Как меня научили ездить медленно

Вячеслав Демидов
В Германии вначале было «как у всех» — трудно. Конечно, помощь оказывали с разных сторон, о роли еврейской общины смысла нет распространяться, чтобы не повторять многократно описанное.

Очень трогательным было тогда (нынче уже всё по-иному) отношение к эмигрантам немцев, особенно женщин-лютеранок. Они считали, что тяготы евреев, германских ли,  советских ли, — на их совести. Как было в их силах, помогали — писали заявления, заполняли анкеты, ходили с нами во всяческие чиновные учреждения, просиживая там долгие часы. И дополняли наши крошечные социальные деньги так, чтобы не обидеть: вдруг три дамы захотели освежить свои познания русского языка и стали ходить к нам домой. Оплачивать услугу — это прилично, это интеллигентно.

Жена быстро обзавелась множеством подружек-немок, с которыми болтала по-английски (немецкого еще не знала), и они все по очереди приглашали нас в гости. А чаще сами приходили, принося королевские подарки: то громадный узел постельного белья, то не менее громадный чемодан не ношенных костюмов и сорочек, то столовый сервиз на шесть персон, шторы, сковородки, диван-кровать и прочий обиходный инвентарь. Время было легендарное: чуть ли не возле каждого восточноберлннского дома на улице красовалось по несколько холодильников и стиральных машин «Мade in DDR», выброшенных счастливыми приобретателями техники «Маde in FRG»...

Одна из подружек была красавица Гизела.
В один из дней, как-то необычно смущаясь, она сказала:
— Ты не обидишься, если я подарю вам нашу «Ладу»?
Она неплохо говорила по-русски и, как бы боясь, что скажу «нет», затараторила:
— Ты не подумай плохого, ну да, конечно, она прошла сто шестьдесят тысяч, но Вальтер ездил так аккуратно! И мы ей совсем недавно перебрали мотор, поставили новую коробку, шины поменяли, всю проверили, покрасили, и еще...
 
«Да!!!» вылетело из меня со скоростью, намного опередившей конец ее тирады.
Через два дня в почтовом ящике оказалась записка, которую свято храню: «Милые, завтра я принесу вам вашу Ладу!». Именно так: принесу.

Она «принесла» не только удивительно чистенький, темно-вишневый блестящий автомобиль, но и два экземпляра договора купли-продажи. В нем среди прочего значилась продажная цена: 1 (одна) марка. Из чувства благодарности я добавил нолик (показалась неприличной столь смехотворная сумма) и хотел расписаться, но Гизела помотала головой:
— Нет, сначала посмотри, вдруг тебе что-нибудь в ней не понравится…

Она распахнула настежь все четыре двери, подняла крышку багажника, заставила измерить монеткой глубину протектора всех пяти колес, обратила внимание, что домкрат с насосом и набор инструментов на месте...

• Задание: Обнови фрагмент рассказа о подаренной «Ладе»: перепиши всё от «В один из дней, как-то» вниз до «конец ее тирады.», поставив «колёса» вместо «шины».

• Исходные данные:
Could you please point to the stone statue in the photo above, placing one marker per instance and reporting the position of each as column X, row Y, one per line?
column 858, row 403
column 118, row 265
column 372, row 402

• Результат:
В один из дней, как-то необычно смущаясь, она сказала:
— Ты не обидишься, если я подарю вам нашу «Ладу»?
Она неплохо говорила по-русски и, как бы боясь, что скажу «нет», затараторила:
— Ты не подумай плохого, ну да, конечно, она прошла сто шестьдесят тысяч, но Вальтер ездил так аккуратно! И мы ей совсем недавно перебрали мотор, поставили новую коробку, колёса поменяли, всю проверили, покрасили, и еще...
 
«Да!!!» вылетело из меня со скоростью, намного опередившей конец ее тирады.